What you need to do:
1. In the discussion thread, who does the comment by wootest say wrote the first public announcement on blocks?
2. Echo the part of the discussion thread between "by twoshortplanks ( 124523" and "Re:What? (Score:4, Informative)", inclusive.

** start of Text segment **

This discussion has been archived. No new comments can be posted.

Apple Open Sources Grand Central Dispatch

Comments Filter:
  • What? (Score:3, Interesting)

    by julesh ( 229690 ) on Friday September 11, 2009 @09:09AM (#29388375)

    Can somebody explain what this "blocks" is? I mean, C being a block-structured language, I thought it already supported them...

    • Re:What? (Score:5, Informative)

      by Daniel_Staal ( 609844 ) <DStaal@usa.net> on Friday September 11, 2009 @09:13AM (#29388405)

      Blocks are sections of program that can be passed around between functions as arguments. They basically allow 'functional' programming in C.

    • Re: (Score:2, Informative)

      Blocks are the closest C will probably ever get to first-class functions. They're close enough that you can reap most of the benefits of first class functions.

    • Re:What? (Score:5, Informative)

      by twoshortplanks ( 124523 ) on Friday September 11, 2009 @09:24AM (#29388481) Homepage
      I'd recommend reading the relevant section [arstechnica.com] of the ars technica review of mac os x 10.6
    • To me it looked something like a nameless function, which shares same stack with the functions where it is defined.

      Even if it's a dumb nameless function, it could be already very useful. E.g. perl's 'sort {$a op $b} @list' can be more or less directly translated to C's 'qsort( .... ^(const void *a, const void *b){ return a op b; } )'. At least I hope so.

    • Re:What? (Score:4, Interesting)

      by LO0G ( 606364 ) on Friday September 11, 2009 @10:28AM (#29389075)

      They're basically lambda functions [wikipedia.org] which are a part of C++0x.

      • Re:What? (Score:4, Informative)

        by wootest ( 694923 ) on Friday September 11, 2009 @02:12PM (#29391707)

        They're an alternate implementation of lambda-like technology. Apple's Chris Lattner wrote the first public announcement on blocks and noted: "To head off the obvious question: this syntax and implementation has nothing to do with C++ lambdas. Blocks are designed to work well with C and Objective-C, and unfortunately C++ lambdas really require a language with templates to be very useful. The syntax of blocks and C++ lambdas are completely different, so we expect to eventually support both in the same compiler."

** end of Text segment **
** start of Material **

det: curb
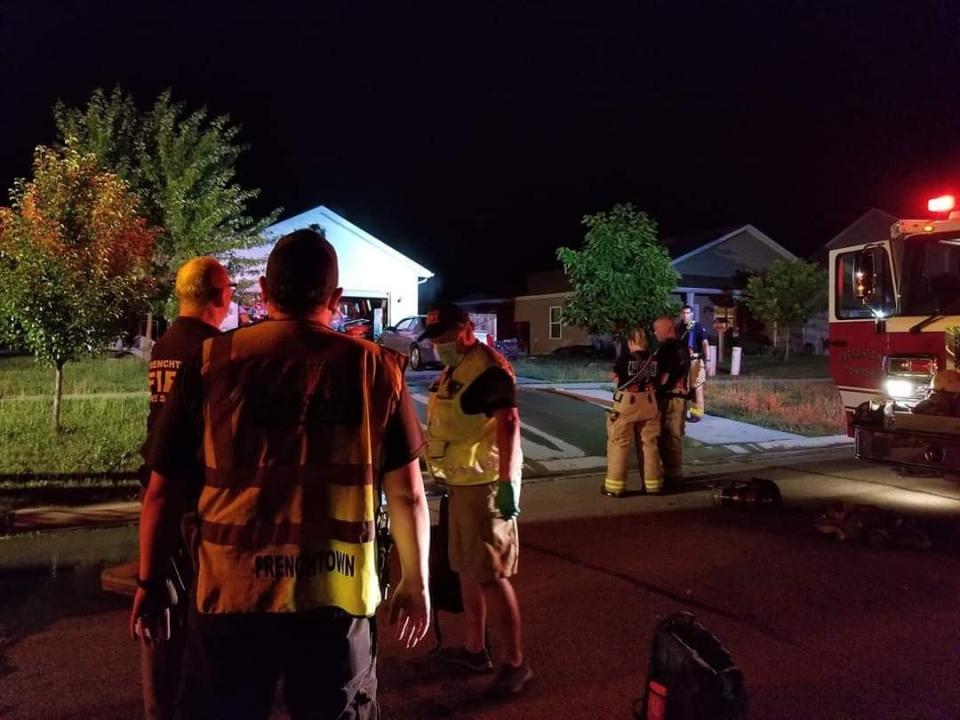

** end of Material **

Worked solutions:
1. Apple's Chris Lattner

2.
by twoshortplanks ( 124523 ) on Friday September 11, 2009 @09:24AM (#29388481) Homepage
      I'd recommend reading the relevant section [arstechnica.com] of the ars technica review of mac os x 10.6
    • To me it looked something like a nameless function, which shares same stack with the functions where it is defined.

      Even if it's a dumb nameless function, it could be already very useful. E.g. perl's 'sort {$a op $b} @list' can be more or less directly translated to C's 'qsort( .... ^(const void *a, const void *b){ return a op b; } )'. At least I hope so.

    • Re:What? (Score:4, Interesting)

      by LO0G ( 606364 ) on Friday September 11, 2009 @10:28AM (#29389075)

      They're basically lambda functions [wikipedia.org] which are a part of C++0x.

      • Re:What? (Score:4, Informative)